▸ **Your goal**
From first line to last, write out the data precisely as shown.

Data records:
------------

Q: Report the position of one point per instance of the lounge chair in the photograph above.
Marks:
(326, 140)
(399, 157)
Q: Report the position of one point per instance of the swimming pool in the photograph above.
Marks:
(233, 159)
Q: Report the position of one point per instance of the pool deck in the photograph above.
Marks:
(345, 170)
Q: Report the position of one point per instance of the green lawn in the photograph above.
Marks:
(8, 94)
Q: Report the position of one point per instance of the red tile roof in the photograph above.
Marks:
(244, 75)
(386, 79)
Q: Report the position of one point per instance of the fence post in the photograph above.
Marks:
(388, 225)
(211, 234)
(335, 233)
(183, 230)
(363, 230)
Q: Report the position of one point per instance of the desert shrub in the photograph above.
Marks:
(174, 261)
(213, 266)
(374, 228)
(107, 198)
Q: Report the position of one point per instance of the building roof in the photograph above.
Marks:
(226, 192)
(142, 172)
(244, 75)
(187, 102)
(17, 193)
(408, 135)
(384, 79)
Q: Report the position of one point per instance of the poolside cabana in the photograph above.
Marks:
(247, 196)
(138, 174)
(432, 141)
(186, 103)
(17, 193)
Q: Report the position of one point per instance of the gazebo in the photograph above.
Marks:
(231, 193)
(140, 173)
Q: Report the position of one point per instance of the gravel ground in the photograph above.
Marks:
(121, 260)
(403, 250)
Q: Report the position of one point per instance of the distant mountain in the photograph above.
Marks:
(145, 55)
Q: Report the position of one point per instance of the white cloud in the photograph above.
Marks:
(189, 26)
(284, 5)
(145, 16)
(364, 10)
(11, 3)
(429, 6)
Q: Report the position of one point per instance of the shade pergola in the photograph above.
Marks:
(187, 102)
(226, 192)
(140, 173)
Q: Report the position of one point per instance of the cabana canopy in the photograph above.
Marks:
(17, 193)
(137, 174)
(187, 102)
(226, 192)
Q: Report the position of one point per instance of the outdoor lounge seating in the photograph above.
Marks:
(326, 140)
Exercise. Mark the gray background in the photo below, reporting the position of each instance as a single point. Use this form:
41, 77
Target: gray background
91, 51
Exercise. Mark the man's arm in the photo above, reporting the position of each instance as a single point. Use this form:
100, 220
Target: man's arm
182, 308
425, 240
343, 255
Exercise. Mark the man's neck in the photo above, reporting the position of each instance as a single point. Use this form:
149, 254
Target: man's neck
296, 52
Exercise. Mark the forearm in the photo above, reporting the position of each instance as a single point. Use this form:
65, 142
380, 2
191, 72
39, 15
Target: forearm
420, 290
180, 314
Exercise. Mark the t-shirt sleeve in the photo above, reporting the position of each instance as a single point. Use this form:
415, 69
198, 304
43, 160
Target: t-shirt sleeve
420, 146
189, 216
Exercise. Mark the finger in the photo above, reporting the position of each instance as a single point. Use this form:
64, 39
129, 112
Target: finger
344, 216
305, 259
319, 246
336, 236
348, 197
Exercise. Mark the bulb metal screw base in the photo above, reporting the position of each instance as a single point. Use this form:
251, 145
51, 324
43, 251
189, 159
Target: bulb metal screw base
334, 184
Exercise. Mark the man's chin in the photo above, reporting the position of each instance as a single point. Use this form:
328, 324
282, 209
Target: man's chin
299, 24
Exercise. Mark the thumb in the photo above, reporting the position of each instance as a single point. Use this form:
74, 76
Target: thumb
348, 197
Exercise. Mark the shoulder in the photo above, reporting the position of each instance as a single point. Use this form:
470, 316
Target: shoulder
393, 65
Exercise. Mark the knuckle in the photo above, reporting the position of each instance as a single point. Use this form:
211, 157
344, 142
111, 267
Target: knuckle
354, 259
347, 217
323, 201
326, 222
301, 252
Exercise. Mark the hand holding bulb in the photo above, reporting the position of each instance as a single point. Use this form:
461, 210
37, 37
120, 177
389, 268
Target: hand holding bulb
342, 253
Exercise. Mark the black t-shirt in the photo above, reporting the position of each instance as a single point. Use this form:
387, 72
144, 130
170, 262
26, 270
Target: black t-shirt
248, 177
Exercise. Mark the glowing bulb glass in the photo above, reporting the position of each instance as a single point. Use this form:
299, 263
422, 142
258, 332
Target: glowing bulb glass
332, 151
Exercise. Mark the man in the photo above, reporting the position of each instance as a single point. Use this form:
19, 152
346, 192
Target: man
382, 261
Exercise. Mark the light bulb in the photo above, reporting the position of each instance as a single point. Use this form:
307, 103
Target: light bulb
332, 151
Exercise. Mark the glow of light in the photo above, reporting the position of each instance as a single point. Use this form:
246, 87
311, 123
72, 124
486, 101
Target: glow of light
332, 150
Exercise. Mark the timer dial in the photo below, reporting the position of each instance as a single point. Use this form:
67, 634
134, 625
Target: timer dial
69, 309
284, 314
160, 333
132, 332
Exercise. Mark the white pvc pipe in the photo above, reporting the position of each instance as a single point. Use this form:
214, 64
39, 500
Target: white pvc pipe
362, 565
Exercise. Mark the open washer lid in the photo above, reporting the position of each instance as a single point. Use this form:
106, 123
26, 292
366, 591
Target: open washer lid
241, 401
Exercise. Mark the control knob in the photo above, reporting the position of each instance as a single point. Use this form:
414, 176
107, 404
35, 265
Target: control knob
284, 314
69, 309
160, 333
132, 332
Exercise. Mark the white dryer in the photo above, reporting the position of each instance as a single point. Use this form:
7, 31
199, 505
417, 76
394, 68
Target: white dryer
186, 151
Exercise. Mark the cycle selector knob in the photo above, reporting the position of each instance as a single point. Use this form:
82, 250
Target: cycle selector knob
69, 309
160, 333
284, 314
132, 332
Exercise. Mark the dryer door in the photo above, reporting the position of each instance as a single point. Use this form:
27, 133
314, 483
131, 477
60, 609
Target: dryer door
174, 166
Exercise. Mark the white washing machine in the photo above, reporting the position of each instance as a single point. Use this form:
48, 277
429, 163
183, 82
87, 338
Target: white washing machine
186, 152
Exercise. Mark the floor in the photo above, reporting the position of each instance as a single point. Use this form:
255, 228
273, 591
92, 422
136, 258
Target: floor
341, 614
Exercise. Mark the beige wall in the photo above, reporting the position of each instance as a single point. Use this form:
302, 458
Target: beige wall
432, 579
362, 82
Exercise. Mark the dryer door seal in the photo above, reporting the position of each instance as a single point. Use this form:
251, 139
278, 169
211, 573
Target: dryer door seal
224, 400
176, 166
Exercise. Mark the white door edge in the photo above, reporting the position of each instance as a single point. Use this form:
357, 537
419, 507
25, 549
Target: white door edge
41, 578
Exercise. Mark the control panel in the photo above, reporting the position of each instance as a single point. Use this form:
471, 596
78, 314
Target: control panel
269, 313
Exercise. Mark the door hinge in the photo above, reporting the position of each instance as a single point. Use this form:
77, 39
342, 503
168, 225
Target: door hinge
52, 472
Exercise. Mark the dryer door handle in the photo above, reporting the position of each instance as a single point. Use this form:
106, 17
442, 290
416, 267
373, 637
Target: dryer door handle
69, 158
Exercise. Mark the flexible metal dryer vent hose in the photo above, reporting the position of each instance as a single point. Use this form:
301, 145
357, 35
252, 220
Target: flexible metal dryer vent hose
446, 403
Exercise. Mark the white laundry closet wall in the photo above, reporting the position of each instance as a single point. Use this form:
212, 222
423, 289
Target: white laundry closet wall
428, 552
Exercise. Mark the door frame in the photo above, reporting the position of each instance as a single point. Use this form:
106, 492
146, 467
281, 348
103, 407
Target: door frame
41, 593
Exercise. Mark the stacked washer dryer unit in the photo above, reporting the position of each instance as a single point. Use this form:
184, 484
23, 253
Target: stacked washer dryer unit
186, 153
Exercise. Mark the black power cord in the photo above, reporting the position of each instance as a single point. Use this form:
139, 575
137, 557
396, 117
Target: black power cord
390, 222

------------

▸ **Result below**
Q: Report the position of one point per instance of the lounge chair in the photograph above.
Marks:
(326, 140)
(399, 157)
Q: Report the position of one point per instance of the swimming pool in the photograph above.
Marks:
(233, 159)
Q: Report the position of one point per instance of the pool deck in the photograph above.
Marks:
(345, 170)
Q: Report the position of one point per instance of the green lawn in the photograph above.
Marks:
(8, 94)
Q: Report the position of one point per instance of the red tile roof in the photograph above.
Marks:
(244, 75)
(386, 79)
Q: Report the position of one point per instance of the fence post in the photograph above.
Marks:
(388, 225)
(211, 234)
(335, 233)
(183, 230)
(363, 230)
Q: Report the position of one point per instance of the desert shrub in the photograph above.
Marks:
(174, 261)
(213, 266)
(374, 228)
(107, 198)
Q: Report the position of one point per instance of the building roof in the photograph above.
Marks:
(226, 192)
(142, 172)
(244, 75)
(187, 102)
(17, 193)
(408, 135)
(384, 79)
Q: Report the position of one point per instance of the poolside cabana in the photograph above.
Marks:
(247, 196)
(138, 174)
(432, 141)
(186, 103)
(17, 193)
Q: Report the position of one point per instance of the gazebo in the photograph above.
Marks:
(231, 193)
(140, 173)
Q: Report the position of one point per instance of the gravel ground in the photograph above.
Marks:
(121, 260)
(403, 250)
Q: Report the position of one point per instance of the distant mountain in the photograph above.
Marks:
(145, 55)
Q: Report the position of one point per instance of the white cloud in the photograph above.
Marks:
(189, 26)
(284, 5)
(145, 16)
(364, 10)
(11, 3)
(429, 6)
Q: Report the position of one point per instance of the shade pergola in the photograph above.
Marks:
(187, 102)
(226, 192)
(140, 173)
Q: Report the position of one point per instance of the cabana canopy in the photograph above.
Marks:
(17, 193)
(137, 174)
(187, 102)
(226, 192)
Q: Report the position of one point per instance of the outdoor lounge seating in the photograph above.
Marks:
(326, 140)
Exercise. Mark the gray background in the photo below, reporting the position of each instance as a single point. Use this form:
41, 77
Target: gray background
91, 51
Exercise. Mark the man's arm in the photo above, reporting the position of each instance as a single point. Use this form:
100, 220
Target: man's arm
182, 308
425, 240
343, 255
Exercise. Mark the man's neck in the photo above, reporting the position of each instance as a single point. Use this form:
149, 254
Target: man's neck
296, 52
Exercise. Mark the forearm in the photo above, reporting the position of each instance as a single point. Use this form:
65, 142
380, 2
191, 72
39, 15
Target: forearm
420, 290
180, 314
Exercise. Mark the t-shirt sleeve in the photo above, reporting the position of each instance as a single point. Use this form:
415, 69
198, 304
43, 160
Target: t-shirt sleeve
420, 146
189, 216
Exercise. Mark the finger in the photo above, reporting the position of each instance as a single point. Use this form:
64, 39
129, 112
Target: finger
344, 216
305, 259
319, 246
336, 236
348, 197
Exercise. Mark the bulb metal screw base in the photo above, reporting the position of each instance as a single point. Use this form:
251, 145
51, 324
43, 251
189, 159
Target: bulb metal screw base
334, 184
Exercise. Mark the man's chin in the photo above, reporting the position of each instance as a single point. Use this form:
328, 324
282, 209
Target: man's chin
299, 24
Exercise. Mark the thumb in the photo above, reporting the position of each instance as a single point. Use this form:
74, 76
Target: thumb
348, 197
Exercise. Mark the shoulder in the photo above, reporting the position of each instance as a single point. Use this form:
470, 316
Target: shoulder
393, 65
Exercise. Mark the knuckle in the photo above, reporting the position of each instance as a single point. Use this form:
211, 157
344, 142
111, 267
Target: knuckle
354, 259
347, 217
323, 201
326, 222
301, 252
Exercise. Mark the hand holding bulb in the photo above, reporting the position of each instance as a single point. Use this form:
461, 210
37, 37
120, 177
389, 268
Target: hand holding bulb
342, 253
Exercise. Mark the black t-shirt in the photo above, reporting the position of each instance as a single point. Use this form:
387, 72
144, 130
170, 262
26, 270
Target: black t-shirt
248, 177
Exercise. Mark the glowing bulb glass in the photo above, reporting the position of each instance as a single point. Use this form:
299, 263
422, 142
258, 332
Target: glowing bulb glass
332, 151
Exercise. Mark the man in the photo above, reporting the position of each instance as a single point. Use this form:
19, 152
346, 192
Target: man
382, 261
Exercise. Mark the light bulb in the photo above, reporting the position of each instance as a single point. Use this form:
307, 103
Target: light bulb
332, 151
Exercise. Mark the glow of light in the photo above, reporting the position of each instance as a single point. Use this form:
246, 87
311, 123
72, 124
486, 101
Target: glow of light
332, 150
Exercise. Mark the timer dial in the photo below, reporting the position of each instance as a single point. Use this form:
67, 634
134, 625
Target: timer dial
69, 309
284, 314
160, 333
132, 332
Exercise. Mark the white pvc pipe in the photo above, reporting the position of each instance as a single point. Use this form:
214, 64
39, 500
Target: white pvc pipe
362, 565
Exercise. Mark the open washer lid in the photo above, reporting the position of each instance as a single point. Use this form:
106, 123
26, 292
366, 591
Target: open washer lid
241, 401
Exercise. Mark the control knob in the photo above, reporting the position of each instance as a single point. Use this form:
414, 176
107, 404
35, 265
Target: control knob
284, 314
69, 309
160, 333
132, 332
Exercise. Mark the white dryer in the photo above, reporting the position of each instance as a single point. Use this form:
7, 31
199, 505
417, 76
394, 68
Target: white dryer
186, 151
Exercise. Mark the cycle selector knob in the photo above, reporting the position of each instance as a single point. Use this form:
82, 250
Target: cycle selector knob
69, 309
160, 333
284, 314
132, 332
Exercise. Mark the dryer door in the photo above, reporting the position of each instance as a single point. Use this form:
27, 133
314, 483
131, 477
60, 609
Target: dryer door
174, 166
Exercise. Mark the white washing machine in the photo above, reporting the position of each instance as a single point. Use this form:
48, 277
429, 163
183, 82
87, 338
Target: white washing machine
186, 152
Exercise. Mark the floor in the photo above, reporting the position of each instance as a single point. Use this form:
255, 228
273, 591
92, 422
136, 258
Target: floor
341, 614
Exercise. Mark the beige wall in the photo above, reporting the position of each instance as a single point. Use this form:
302, 458
Target: beige wall
432, 579
362, 82
Exercise. Mark the dryer door seal in the photo above, reporting the position of each instance as a single point. Use this form:
251, 139
278, 169
211, 573
Target: dryer door seal
224, 400
176, 166
Exercise. Mark the white door edge in the photo above, reporting the position of each instance as a single point. Use this form:
357, 537
419, 507
25, 549
Target: white door edge
41, 578
Exercise. Mark the control panel in the photo above, reporting the position of each instance as a single point. Use this form:
471, 596
78, 314
Target: control panel
269, 313
Exercise. Mark the door hinge in the photo above, reporting the position of each instance as a single point. Use this form:
77, 39
342, 503
168, 225
Target: door hinge
52, 472
Exercise. Mark the dryer door handle in the photo above, reporting the position of each instance as a single point. Use this form:
106, 17
442, 290
416, 267
373, 637
Target: dryer door handle
69, 158
Exercise. Mark the flexible metal dryer vent hose in the photo above, reporting the position of each instance as a single point. Use this form:
301, 145
357, 35
252, 220
Target: flexible metal dryer vent hose
446, 403
Exercise. Mark the white laundry closet wall in the photo above, reporting the position of each instance as a single point. Use this form:
212, 222
423, 289
Target: white laundry closet wall
428, 552
Exercise. Mark the door frame in the photo above, reporting the position of each instance as a single point. Use this form:
106, 492
146, 467
281, 348
103, 407
Target: door frame
41, 593
Exercise. Mark the stacked washer dryer unit in the photo above, reporting the position of each instance as a single point. Use this form:
184, 484
23, 253
Target: stacked washer dryer unit
186, 153
Exercise. Mark the black power cord in the photo above, reporting the position of each instance as a single point. Use this form:
139, 575
137, 557
396, 117
Target: black power cord
390, 222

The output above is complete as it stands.